- _Exercise requirements_:
Give back exactly the lines from the "Every instance of the blurred green" line to the final line of the records, and only those, minus any pictures.
* * *
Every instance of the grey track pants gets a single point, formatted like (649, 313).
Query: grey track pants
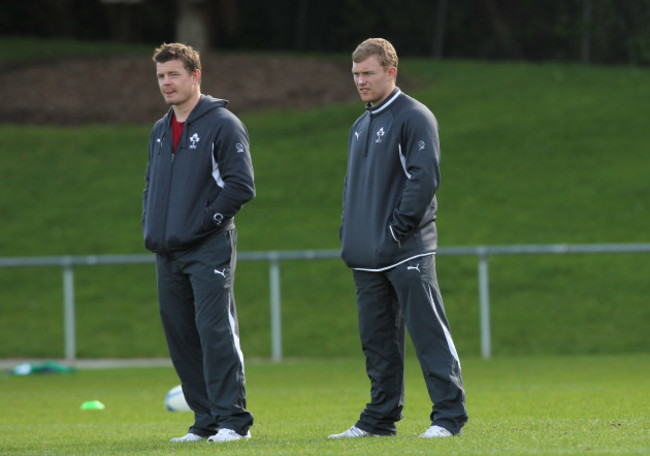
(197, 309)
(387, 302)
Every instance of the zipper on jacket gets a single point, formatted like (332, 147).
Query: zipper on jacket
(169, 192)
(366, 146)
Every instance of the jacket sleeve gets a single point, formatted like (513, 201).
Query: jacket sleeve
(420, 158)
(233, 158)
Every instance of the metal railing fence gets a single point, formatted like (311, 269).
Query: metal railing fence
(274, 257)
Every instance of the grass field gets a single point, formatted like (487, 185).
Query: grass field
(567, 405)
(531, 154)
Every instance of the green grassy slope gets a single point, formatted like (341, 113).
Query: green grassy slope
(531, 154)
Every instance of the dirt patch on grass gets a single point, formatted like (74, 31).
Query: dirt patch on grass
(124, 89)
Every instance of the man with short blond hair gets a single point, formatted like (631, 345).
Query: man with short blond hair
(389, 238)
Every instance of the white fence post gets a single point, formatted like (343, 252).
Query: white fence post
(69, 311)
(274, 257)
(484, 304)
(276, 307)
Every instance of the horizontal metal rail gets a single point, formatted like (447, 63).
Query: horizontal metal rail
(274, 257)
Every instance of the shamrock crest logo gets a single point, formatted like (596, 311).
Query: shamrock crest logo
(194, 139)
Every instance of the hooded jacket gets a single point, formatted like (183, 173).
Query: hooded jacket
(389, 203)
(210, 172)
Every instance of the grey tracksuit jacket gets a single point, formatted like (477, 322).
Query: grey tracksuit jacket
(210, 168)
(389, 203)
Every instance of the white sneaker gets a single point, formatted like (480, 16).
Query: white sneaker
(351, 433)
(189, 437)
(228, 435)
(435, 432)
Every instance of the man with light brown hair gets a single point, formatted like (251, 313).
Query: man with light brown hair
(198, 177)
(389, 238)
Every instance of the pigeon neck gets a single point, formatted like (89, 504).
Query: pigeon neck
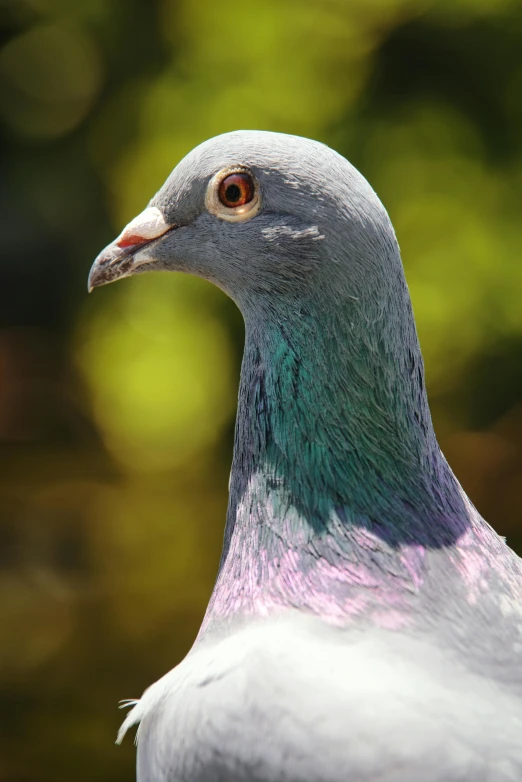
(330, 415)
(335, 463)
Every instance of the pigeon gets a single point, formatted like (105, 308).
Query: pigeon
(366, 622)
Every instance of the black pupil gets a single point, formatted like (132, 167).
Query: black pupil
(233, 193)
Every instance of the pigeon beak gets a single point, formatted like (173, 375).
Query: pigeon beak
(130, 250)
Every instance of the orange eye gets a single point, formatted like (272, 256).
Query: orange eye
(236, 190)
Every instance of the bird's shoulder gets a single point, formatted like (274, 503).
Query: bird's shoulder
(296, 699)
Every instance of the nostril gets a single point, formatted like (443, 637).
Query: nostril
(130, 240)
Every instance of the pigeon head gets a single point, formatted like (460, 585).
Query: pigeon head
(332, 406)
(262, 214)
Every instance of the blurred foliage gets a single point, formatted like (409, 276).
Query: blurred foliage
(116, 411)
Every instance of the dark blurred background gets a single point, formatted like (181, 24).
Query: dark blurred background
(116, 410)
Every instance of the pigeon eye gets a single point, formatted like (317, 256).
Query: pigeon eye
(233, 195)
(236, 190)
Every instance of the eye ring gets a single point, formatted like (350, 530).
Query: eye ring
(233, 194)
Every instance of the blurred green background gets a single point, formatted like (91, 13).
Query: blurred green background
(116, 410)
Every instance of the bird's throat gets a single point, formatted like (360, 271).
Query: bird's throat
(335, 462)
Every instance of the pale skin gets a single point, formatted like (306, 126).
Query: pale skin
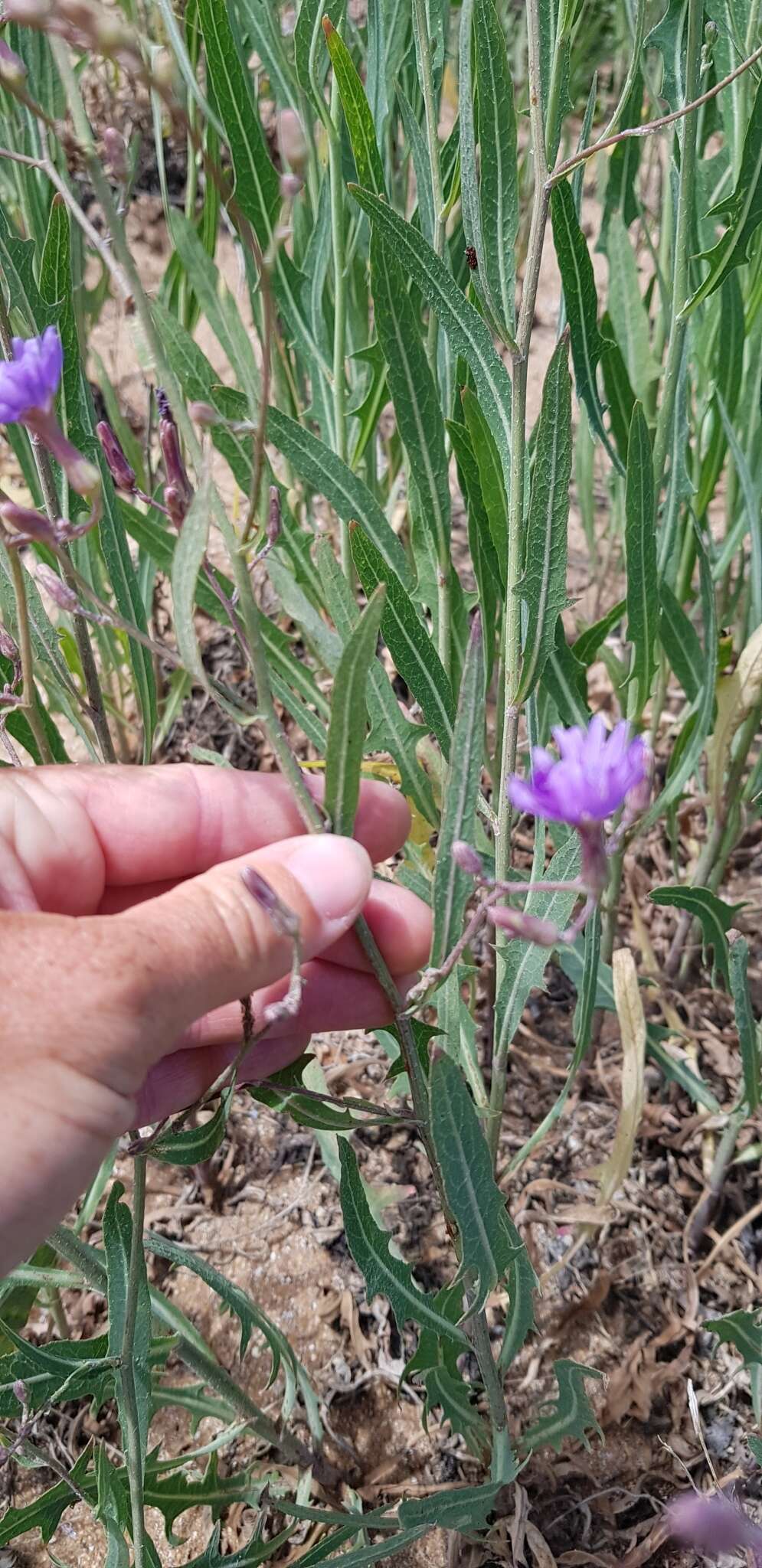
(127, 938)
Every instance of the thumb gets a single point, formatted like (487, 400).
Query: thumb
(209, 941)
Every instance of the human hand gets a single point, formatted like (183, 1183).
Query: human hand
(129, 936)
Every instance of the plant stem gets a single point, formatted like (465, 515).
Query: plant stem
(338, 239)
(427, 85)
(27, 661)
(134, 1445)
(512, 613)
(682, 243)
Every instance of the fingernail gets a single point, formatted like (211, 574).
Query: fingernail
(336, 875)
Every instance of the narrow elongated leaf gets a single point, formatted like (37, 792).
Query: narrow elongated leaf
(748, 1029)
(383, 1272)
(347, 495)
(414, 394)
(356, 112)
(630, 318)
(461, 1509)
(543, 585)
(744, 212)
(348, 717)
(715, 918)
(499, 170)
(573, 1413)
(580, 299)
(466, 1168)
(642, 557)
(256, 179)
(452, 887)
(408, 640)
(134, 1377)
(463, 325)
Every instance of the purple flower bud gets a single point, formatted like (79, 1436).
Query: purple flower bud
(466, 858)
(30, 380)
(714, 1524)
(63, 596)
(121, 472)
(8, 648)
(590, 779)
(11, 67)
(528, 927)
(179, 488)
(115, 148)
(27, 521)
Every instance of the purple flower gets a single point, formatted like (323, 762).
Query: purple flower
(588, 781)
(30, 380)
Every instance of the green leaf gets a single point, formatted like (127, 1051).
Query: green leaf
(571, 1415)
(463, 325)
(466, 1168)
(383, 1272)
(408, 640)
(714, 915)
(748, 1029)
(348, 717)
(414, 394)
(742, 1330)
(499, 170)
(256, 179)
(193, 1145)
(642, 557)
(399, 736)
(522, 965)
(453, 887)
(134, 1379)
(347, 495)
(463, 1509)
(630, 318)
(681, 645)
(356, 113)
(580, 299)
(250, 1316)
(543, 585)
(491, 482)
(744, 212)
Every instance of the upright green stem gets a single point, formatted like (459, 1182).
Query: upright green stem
* * *
- _Solution below_:
Every instance of the blurred green background gets a single point, formatted like (91, 13).
Query: blurred green background
(116, 410)
Every instance of the bird's throat gets a single point, formatted like (360, 271).
Query: bird's throat
(335, 462)
Every instance of the pale skin gets a single point, formatted like (306, 126).
Query: pale skin
(127, 938)
Every instance of the thumb gets a single point, formatted like (487, 400).
Query: thumb
(209, 941)
Every instance of the human hand gets a single point, formatted like (183, 1183).
Query: human hand
(129, 936)
Every instance of the plant stem gets a single point, formatted like (465, 515).
Query: plant stem
(338, 239)
(427, 85)
(27, 661)
(134, 1445)
(512, 613)
(682, 243)
Every instance of the fingernail gets a single point, formatted like (211, 574).
Query: fingernail
(336, 875)
Every instance of the narrow elongated leaf gets a single point, formatted like (37, 792).
Query: narrow elongated leaf
(748, 1029)
(383, 1272)
(347, 495)
(414, 394)
(356, 112)
(630, 318)
(461, 1509)
(543, 585)
(744, 212)
(348, 717)
(715, 918)
(499, 170)
(573, 1413)
(580, 299)
(466, 1168)
(642, 557)
(256, 179)
(452, 887)
(408, 640)
(134, 1377)
(463, 325)
Every instance of the purple flower bud gets a single point, formatted like (79, 1436).
Query: purple flower bud
(466, 858)
(30, 380)
(714, 1524)
(63, 596)
(121, 472)
(8, 648)
(590, 779)
(11, 67)
(528, 927)
(179, 488)
(115, 148)
(27, 521)
Every instance of the purple flower gets a single point, formatted like (323, 762).
Query: purple flower
(588, 781)
(30, 380)
Every instance of the green leaf gets a single point, formatted like (127, 1051).
Query: green leaf
(571, 1415)
(463, 325)
(466, 1168)
(383, 1272)
(408, 640)
(714, 915)
(748, 1029)
(348, 717)
(414, 394)
(742, 1330)
(499, 170)
(256, 179)
(193, 1145)
(642, 557)
(399, 736)
(522, 965)
(453, 887)
(134, 1379)
(347, 495)
(463, 1509)
(630, 318)
(681, 645)
(356, 113)
(580, 299)
(250, 1316)
(543, 585)
(491, 482)
(744, 212)
Every instance of the upright green stem gets a single point, formatted like (459, 1182).
Query: upright green stem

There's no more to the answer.